---------- DATA ----------
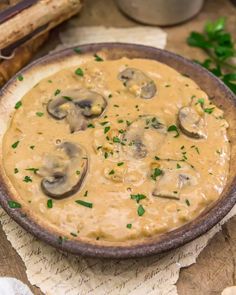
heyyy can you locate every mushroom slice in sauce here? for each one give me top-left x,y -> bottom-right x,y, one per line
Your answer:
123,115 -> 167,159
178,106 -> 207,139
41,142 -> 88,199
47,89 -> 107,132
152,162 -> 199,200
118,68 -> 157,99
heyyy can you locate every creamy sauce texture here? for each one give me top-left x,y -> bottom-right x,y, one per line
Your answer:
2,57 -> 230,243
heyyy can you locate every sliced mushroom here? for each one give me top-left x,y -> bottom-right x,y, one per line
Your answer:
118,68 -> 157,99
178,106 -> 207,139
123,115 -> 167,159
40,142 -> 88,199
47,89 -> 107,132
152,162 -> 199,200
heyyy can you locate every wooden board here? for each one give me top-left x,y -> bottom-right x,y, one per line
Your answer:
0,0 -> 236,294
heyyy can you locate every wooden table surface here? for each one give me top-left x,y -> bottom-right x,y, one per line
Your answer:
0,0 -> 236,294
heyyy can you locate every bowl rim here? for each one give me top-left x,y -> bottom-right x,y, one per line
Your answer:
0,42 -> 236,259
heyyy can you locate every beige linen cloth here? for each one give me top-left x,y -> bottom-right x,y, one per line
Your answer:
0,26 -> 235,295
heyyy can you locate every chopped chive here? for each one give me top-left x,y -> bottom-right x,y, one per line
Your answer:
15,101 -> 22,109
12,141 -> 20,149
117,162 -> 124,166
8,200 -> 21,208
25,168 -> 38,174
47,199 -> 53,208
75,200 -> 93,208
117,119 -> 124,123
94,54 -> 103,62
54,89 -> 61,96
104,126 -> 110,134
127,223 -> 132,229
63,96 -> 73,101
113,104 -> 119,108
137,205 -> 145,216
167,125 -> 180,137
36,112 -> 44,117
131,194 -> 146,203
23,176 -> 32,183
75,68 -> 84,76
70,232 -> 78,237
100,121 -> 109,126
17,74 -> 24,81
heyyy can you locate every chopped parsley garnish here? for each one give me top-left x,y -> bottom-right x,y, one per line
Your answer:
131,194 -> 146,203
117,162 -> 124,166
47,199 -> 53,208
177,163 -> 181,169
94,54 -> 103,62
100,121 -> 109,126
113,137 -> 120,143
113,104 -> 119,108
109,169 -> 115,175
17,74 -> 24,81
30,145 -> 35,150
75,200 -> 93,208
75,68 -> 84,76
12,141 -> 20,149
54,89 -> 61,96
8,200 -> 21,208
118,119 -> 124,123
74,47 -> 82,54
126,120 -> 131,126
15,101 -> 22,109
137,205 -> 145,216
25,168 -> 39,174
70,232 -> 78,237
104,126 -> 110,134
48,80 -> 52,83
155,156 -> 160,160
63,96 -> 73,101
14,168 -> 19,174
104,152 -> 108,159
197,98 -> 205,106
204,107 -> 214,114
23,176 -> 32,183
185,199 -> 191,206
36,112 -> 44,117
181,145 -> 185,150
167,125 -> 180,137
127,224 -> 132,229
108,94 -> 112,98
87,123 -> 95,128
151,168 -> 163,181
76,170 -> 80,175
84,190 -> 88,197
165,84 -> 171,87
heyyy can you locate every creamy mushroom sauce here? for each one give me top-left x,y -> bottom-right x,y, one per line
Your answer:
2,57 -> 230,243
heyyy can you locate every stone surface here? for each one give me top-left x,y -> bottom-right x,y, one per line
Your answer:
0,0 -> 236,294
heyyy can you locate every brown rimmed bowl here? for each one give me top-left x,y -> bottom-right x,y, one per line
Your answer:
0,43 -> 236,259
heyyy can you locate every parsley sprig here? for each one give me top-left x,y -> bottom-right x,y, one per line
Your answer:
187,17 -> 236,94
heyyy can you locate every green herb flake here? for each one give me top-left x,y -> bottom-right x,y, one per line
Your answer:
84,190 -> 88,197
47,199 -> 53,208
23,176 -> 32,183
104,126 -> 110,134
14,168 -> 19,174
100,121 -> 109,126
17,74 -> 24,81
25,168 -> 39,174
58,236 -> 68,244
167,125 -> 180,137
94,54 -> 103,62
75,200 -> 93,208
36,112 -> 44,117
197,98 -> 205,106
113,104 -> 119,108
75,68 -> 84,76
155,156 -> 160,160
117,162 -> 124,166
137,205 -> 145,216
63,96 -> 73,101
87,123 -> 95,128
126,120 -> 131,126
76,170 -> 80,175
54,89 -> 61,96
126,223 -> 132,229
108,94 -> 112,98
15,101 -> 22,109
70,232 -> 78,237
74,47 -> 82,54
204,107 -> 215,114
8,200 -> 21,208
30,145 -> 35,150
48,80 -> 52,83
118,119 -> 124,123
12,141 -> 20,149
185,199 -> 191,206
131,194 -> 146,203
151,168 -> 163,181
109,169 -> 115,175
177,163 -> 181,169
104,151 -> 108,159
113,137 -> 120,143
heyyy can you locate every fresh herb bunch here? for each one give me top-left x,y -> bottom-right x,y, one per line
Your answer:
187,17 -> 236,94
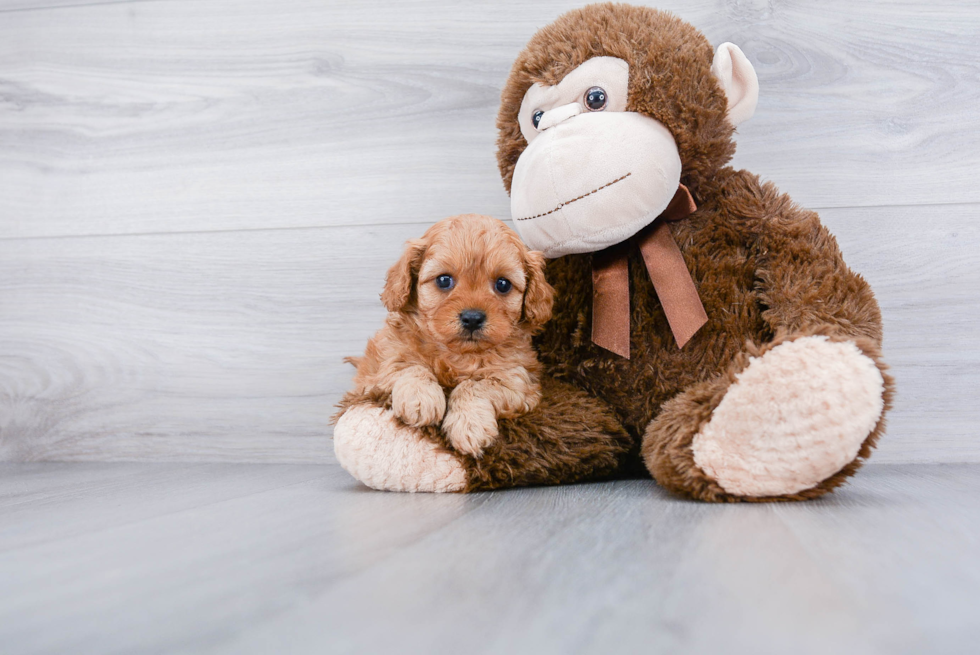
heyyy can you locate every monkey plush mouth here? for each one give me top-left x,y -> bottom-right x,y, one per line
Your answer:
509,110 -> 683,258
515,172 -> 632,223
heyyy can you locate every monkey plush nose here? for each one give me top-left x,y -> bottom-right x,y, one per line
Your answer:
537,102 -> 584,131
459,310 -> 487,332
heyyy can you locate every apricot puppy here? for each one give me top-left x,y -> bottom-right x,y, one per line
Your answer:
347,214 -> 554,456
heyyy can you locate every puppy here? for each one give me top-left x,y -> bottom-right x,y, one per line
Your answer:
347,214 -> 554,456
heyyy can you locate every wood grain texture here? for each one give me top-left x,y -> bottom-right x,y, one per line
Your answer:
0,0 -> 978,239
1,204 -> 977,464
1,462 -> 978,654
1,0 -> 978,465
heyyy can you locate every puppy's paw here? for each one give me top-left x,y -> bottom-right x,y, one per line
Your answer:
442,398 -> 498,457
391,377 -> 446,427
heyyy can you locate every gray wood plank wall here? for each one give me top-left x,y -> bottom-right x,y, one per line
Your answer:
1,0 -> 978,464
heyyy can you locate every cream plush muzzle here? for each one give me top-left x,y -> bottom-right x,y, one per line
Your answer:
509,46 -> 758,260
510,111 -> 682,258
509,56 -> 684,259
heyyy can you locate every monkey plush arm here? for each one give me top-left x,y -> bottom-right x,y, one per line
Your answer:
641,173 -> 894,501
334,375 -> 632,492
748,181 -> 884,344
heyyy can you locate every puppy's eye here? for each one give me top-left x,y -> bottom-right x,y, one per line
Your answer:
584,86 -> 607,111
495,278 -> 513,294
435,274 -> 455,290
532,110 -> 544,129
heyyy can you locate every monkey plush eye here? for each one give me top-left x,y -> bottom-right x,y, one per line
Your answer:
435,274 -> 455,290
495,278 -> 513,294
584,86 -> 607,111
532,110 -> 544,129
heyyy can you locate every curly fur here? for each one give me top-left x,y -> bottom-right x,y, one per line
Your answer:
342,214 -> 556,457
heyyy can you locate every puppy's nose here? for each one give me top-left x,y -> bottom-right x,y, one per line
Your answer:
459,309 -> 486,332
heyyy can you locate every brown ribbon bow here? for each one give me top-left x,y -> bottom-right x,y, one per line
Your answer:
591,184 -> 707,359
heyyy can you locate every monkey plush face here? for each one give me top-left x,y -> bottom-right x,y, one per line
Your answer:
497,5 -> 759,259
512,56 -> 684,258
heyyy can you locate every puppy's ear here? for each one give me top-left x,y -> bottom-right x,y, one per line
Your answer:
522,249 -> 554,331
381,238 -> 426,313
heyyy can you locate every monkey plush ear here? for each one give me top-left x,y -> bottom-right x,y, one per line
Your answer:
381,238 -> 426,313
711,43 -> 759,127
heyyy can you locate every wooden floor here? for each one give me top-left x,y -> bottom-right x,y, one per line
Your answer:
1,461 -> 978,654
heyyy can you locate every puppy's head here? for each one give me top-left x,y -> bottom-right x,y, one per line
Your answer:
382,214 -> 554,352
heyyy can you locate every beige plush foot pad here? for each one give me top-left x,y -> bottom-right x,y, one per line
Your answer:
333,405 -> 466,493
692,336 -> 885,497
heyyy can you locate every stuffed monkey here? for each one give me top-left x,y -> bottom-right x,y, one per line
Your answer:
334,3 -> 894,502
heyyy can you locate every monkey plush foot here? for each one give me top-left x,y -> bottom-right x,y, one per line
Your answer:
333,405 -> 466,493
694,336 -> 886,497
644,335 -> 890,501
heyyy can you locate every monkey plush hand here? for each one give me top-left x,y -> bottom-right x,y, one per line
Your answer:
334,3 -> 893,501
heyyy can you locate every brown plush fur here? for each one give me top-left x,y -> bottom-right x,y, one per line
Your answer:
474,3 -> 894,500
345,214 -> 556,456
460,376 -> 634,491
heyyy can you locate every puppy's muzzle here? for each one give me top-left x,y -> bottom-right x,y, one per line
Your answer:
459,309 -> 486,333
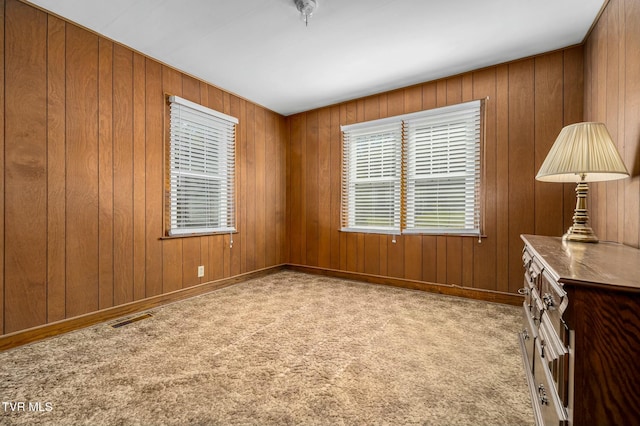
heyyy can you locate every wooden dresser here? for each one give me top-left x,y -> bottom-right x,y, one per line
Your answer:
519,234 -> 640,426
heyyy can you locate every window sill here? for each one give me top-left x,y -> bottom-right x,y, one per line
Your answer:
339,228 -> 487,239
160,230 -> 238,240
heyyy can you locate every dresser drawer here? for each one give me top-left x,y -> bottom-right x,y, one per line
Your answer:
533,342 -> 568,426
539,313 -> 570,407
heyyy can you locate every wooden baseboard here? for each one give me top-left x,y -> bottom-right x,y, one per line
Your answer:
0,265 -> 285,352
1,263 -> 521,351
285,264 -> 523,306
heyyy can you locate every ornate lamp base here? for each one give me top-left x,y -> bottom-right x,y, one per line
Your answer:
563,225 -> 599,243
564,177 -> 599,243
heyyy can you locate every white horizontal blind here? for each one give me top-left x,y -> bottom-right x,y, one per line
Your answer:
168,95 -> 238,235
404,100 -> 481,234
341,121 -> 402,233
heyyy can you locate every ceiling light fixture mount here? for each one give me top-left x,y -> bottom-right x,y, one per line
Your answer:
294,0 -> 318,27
----------
Would you tally the lines above that include "chopped" and reply with only the total?

### ANSWER FOR THE TASK
2